Work instructions - Look below for the line containing "forehead shown in the photo above."; write out that line and each one after it to the end, exactly, and nothing else.

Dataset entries
______
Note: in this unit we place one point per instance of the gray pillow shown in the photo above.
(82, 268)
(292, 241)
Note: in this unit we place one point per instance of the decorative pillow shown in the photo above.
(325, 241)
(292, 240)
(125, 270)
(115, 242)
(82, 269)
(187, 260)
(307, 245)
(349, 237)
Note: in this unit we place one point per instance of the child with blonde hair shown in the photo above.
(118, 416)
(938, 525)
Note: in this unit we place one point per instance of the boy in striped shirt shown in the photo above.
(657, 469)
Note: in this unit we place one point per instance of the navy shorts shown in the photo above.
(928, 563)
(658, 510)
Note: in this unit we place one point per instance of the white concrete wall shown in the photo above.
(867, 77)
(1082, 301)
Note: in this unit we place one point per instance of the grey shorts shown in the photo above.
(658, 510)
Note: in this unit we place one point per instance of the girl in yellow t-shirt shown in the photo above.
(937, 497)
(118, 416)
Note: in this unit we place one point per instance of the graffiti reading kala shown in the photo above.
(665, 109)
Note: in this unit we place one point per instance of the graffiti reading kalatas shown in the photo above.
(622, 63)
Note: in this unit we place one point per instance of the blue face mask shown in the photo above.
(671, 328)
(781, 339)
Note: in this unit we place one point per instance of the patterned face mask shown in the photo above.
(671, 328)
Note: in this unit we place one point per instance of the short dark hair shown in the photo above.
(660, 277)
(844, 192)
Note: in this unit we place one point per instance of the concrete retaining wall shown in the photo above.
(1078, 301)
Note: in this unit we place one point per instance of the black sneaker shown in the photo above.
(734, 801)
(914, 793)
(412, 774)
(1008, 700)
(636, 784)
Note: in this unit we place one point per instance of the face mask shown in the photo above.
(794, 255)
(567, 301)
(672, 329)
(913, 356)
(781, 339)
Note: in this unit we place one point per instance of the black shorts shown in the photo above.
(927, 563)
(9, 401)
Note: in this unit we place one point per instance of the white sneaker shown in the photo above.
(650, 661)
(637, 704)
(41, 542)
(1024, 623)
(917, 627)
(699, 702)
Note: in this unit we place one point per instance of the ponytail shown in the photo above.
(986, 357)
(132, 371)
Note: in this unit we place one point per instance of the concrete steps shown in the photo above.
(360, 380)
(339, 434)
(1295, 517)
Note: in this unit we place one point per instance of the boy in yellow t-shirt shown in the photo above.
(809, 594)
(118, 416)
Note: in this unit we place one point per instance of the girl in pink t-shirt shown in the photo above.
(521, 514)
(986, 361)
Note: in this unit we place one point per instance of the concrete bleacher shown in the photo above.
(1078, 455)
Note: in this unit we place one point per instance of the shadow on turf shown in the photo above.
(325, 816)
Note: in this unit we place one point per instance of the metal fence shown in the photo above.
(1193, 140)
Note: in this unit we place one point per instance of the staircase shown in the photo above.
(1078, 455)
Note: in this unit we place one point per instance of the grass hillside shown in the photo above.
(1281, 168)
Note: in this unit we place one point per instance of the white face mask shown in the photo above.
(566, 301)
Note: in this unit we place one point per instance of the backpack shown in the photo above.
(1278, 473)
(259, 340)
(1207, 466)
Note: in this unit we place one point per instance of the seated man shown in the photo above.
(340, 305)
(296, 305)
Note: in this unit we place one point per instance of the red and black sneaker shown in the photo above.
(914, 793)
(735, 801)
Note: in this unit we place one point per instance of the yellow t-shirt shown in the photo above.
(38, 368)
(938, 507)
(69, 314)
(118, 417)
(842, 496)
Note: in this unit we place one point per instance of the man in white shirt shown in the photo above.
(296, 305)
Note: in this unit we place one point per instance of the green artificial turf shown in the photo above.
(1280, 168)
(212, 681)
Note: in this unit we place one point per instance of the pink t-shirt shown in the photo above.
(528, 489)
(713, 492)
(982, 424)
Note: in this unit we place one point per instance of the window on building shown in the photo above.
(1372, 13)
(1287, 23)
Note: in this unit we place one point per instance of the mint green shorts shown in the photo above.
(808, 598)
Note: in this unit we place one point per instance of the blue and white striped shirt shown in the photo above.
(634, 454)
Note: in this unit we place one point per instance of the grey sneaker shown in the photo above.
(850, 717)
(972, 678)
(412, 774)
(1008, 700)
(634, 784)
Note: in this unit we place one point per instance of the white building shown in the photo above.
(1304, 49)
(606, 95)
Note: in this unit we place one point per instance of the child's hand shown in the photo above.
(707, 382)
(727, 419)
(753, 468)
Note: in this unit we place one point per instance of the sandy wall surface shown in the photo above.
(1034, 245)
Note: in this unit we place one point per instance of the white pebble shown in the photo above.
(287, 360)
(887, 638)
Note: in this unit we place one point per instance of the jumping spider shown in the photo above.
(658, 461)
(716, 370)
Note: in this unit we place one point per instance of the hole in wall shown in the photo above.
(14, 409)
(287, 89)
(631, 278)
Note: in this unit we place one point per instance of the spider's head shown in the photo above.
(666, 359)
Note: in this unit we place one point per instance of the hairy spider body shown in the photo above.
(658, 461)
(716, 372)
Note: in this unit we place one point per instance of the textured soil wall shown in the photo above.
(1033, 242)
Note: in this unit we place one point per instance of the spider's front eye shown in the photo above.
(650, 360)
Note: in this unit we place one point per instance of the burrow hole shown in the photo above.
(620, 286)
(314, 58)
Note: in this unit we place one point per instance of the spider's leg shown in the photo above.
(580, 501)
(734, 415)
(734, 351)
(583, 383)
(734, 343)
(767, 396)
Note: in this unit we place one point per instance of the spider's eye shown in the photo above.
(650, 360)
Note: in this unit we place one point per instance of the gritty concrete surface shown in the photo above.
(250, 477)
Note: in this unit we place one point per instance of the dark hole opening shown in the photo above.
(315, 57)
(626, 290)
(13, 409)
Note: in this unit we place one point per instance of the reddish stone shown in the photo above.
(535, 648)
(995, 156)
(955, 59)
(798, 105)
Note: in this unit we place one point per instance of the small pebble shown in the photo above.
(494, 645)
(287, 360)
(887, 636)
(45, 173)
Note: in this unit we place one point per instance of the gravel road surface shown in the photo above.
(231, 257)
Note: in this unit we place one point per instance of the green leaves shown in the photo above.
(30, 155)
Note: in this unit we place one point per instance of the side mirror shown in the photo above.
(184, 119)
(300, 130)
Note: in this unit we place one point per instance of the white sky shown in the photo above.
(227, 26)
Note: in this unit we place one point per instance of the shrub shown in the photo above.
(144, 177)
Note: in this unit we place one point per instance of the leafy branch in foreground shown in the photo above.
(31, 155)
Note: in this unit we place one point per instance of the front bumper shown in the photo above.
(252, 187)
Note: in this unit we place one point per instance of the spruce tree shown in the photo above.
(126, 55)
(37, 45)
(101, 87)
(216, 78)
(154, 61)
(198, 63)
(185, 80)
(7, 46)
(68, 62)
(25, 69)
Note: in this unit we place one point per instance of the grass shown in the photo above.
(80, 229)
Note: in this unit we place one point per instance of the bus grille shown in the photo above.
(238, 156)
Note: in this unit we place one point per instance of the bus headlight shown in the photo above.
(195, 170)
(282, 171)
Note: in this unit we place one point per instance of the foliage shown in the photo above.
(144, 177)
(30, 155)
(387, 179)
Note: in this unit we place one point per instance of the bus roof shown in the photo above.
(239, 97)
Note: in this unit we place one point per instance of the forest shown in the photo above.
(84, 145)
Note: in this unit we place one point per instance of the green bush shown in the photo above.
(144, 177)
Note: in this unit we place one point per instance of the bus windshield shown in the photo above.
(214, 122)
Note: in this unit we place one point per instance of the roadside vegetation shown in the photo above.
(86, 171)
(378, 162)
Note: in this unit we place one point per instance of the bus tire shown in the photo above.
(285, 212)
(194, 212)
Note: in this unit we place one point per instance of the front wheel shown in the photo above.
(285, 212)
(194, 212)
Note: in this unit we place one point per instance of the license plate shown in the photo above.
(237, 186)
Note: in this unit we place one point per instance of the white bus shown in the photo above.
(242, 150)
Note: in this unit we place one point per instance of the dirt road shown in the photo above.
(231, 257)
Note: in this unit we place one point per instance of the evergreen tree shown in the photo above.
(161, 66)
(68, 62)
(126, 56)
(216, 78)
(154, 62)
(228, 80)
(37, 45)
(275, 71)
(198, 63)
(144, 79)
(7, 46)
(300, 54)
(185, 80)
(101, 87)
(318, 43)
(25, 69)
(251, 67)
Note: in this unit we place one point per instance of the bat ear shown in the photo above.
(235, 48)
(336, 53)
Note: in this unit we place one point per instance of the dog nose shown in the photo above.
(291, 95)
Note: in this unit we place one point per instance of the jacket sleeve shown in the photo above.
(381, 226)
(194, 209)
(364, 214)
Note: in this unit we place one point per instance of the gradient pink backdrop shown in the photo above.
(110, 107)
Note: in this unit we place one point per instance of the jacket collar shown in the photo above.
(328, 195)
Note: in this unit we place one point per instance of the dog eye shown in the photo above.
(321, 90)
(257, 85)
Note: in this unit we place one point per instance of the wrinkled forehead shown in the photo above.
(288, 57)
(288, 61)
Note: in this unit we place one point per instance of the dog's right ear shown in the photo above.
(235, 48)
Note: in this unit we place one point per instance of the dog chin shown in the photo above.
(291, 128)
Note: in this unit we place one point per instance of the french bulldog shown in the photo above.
______
Final answer -
Note: in this unit we place one point per instance of the wrinkled forehead shown in the photo above.
(288, 57)
(288, 61)
Note: in this unit we place one point per instance of the dog's right ear shown in the photo above.
(235, 48)
Note: in this unit we place one point per instance of the dog chin shown in the photo above.
(291, 128)
Note: in this unit we place one point per instance of the french bulldog shown in the photo above.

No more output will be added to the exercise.